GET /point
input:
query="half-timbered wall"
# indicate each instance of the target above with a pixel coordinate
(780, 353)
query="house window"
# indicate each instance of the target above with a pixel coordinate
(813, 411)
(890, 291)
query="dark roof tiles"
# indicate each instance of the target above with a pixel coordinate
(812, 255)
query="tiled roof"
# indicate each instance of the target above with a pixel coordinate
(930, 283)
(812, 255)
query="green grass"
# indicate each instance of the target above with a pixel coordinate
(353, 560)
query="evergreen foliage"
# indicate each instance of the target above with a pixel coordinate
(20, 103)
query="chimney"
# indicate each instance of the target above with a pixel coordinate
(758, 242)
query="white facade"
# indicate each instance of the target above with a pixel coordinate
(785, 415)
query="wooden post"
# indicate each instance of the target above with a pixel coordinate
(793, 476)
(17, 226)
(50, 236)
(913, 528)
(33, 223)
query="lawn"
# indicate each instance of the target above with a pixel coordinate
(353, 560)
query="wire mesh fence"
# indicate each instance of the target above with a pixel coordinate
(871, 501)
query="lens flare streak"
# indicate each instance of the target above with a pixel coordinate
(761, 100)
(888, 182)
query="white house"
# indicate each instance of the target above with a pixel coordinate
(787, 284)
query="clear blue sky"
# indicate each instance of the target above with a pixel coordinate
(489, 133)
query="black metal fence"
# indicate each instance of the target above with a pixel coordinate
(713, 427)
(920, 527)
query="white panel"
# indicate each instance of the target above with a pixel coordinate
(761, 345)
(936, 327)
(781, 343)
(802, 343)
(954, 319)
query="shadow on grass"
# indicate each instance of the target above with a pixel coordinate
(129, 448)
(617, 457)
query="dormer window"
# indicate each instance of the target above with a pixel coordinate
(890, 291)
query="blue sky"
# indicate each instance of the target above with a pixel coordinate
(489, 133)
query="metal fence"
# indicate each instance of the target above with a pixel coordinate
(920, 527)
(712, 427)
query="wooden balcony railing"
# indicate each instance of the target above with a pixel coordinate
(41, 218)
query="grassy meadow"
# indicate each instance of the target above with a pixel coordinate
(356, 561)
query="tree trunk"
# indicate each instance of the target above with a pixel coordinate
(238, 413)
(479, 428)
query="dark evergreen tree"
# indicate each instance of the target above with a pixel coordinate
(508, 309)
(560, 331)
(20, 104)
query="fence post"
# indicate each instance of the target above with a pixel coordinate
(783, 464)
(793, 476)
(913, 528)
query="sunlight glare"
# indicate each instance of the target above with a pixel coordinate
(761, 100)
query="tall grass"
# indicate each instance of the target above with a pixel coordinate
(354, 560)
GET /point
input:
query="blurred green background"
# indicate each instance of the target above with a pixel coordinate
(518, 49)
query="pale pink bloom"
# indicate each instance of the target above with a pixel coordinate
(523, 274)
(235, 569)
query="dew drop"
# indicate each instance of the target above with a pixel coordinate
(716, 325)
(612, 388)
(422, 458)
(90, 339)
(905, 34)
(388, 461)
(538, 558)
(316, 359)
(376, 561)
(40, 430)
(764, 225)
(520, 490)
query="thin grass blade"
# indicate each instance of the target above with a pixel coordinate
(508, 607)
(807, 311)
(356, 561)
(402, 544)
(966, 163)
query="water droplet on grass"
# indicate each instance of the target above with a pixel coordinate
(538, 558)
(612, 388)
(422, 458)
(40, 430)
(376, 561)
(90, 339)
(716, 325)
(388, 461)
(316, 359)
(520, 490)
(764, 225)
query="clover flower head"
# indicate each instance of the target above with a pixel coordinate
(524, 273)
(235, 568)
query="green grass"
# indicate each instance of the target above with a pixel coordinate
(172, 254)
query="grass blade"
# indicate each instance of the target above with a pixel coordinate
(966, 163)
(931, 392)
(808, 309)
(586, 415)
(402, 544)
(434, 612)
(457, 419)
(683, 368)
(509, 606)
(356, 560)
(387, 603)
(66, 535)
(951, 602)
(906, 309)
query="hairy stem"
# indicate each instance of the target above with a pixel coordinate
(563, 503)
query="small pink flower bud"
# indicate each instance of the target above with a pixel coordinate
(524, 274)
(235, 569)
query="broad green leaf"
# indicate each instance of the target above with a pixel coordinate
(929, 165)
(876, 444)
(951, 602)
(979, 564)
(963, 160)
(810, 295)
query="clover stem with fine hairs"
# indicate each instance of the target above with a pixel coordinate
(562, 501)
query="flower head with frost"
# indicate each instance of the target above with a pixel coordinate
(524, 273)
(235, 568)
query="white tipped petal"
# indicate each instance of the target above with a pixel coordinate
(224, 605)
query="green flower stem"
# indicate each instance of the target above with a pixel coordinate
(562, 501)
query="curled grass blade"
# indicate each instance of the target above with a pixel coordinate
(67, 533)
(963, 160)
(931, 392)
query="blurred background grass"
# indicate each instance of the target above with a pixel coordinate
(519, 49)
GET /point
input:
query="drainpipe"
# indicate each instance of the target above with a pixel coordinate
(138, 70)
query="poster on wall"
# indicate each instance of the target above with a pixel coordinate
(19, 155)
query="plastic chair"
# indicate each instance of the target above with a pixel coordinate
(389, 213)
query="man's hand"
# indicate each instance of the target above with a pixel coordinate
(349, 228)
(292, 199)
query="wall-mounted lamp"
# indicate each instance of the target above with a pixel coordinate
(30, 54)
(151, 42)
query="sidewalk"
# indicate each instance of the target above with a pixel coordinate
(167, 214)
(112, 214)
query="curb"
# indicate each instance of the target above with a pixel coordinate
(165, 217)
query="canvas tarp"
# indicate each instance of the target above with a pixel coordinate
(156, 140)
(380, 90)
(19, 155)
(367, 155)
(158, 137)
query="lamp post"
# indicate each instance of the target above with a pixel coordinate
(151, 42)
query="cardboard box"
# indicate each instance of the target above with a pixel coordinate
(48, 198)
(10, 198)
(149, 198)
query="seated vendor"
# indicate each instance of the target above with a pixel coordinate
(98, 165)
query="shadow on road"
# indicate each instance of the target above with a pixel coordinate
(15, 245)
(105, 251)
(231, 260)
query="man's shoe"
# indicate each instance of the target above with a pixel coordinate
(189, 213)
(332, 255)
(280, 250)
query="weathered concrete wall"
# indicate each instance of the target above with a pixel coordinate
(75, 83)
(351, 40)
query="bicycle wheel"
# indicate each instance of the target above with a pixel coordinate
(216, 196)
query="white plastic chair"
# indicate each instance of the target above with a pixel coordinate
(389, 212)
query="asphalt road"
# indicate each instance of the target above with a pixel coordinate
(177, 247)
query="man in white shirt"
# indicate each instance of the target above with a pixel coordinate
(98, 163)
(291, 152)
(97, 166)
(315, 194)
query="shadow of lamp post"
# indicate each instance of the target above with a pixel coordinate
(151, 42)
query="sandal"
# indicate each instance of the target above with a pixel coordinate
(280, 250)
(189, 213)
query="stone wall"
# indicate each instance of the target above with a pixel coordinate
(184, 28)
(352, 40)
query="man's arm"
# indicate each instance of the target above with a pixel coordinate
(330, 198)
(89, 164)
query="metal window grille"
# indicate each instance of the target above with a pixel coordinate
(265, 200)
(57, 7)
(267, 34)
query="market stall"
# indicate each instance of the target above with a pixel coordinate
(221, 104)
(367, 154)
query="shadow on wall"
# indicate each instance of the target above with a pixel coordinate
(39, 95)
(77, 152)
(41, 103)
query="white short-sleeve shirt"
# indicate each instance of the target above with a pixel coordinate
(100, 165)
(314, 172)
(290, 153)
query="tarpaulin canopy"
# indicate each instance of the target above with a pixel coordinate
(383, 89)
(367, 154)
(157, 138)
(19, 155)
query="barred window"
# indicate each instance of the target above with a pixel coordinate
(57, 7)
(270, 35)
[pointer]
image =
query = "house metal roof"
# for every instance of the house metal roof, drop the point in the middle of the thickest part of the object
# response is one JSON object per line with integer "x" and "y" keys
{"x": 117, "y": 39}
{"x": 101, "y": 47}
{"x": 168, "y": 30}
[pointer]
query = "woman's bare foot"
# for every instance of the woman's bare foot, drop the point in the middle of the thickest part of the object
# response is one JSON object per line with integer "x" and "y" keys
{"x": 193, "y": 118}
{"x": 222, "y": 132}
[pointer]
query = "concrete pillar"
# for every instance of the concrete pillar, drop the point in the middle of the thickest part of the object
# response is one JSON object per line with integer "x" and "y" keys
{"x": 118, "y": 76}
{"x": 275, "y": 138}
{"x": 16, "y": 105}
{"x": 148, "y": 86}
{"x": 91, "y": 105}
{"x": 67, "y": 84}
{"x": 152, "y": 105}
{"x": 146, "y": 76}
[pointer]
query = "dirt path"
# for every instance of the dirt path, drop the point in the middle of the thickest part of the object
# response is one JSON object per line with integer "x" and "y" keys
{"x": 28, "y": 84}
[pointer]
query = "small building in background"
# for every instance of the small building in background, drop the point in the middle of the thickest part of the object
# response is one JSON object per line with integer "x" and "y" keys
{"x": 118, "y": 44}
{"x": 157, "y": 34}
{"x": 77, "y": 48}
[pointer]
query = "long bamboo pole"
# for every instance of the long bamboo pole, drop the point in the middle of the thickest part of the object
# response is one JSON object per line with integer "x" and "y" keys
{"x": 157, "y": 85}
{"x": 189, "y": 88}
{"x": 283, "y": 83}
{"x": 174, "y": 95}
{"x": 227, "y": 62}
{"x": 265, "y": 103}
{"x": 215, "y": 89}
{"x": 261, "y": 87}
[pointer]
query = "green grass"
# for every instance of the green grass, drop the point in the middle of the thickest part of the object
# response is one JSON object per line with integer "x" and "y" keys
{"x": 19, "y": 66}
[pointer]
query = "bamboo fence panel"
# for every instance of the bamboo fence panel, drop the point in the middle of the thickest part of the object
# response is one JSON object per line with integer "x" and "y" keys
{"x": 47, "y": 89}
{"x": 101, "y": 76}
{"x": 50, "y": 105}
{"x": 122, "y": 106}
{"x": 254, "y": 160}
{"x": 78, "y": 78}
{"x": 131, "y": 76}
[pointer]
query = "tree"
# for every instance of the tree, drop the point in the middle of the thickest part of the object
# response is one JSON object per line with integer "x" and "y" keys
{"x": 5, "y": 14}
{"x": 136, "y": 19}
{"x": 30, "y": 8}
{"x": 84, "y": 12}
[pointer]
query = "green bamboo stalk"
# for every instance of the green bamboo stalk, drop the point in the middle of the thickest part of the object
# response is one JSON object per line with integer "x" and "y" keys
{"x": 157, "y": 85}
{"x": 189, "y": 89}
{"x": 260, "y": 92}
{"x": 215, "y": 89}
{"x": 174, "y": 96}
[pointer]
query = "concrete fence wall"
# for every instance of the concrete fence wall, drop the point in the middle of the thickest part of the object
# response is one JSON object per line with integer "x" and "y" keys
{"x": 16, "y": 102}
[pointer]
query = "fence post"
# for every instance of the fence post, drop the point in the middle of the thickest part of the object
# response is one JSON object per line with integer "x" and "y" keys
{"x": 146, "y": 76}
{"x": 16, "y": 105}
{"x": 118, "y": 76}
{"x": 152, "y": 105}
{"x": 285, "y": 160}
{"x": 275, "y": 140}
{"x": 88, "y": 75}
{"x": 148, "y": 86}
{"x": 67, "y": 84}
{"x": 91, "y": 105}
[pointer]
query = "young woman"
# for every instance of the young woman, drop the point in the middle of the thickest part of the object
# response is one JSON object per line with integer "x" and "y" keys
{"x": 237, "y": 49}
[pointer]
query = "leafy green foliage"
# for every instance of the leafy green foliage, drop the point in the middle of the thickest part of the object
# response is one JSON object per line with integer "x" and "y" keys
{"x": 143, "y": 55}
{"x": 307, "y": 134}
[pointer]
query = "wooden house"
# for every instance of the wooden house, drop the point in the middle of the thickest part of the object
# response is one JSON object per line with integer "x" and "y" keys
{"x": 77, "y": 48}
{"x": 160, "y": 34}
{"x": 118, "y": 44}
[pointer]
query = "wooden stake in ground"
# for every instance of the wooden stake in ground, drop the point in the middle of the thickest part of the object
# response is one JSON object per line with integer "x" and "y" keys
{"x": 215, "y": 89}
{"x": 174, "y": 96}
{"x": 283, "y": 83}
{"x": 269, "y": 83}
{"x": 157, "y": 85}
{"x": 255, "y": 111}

◇ ◇ ◇ ◇

In the entries above, find each line that includes the string "bamboo" and copy it.

query = "long bamboo pole"
# for every instance of the long bamboo pole, drop the point in the middle of the thickest part of the object
query = "bamboo fence panel"
# for every instance of the bamboo fence panel, drop the point in the middle of the thickest part of the object
query = "green bamboo stalk"
# for every instance of the green bamboo stalk, drop the point in the middle of the thickest part of the object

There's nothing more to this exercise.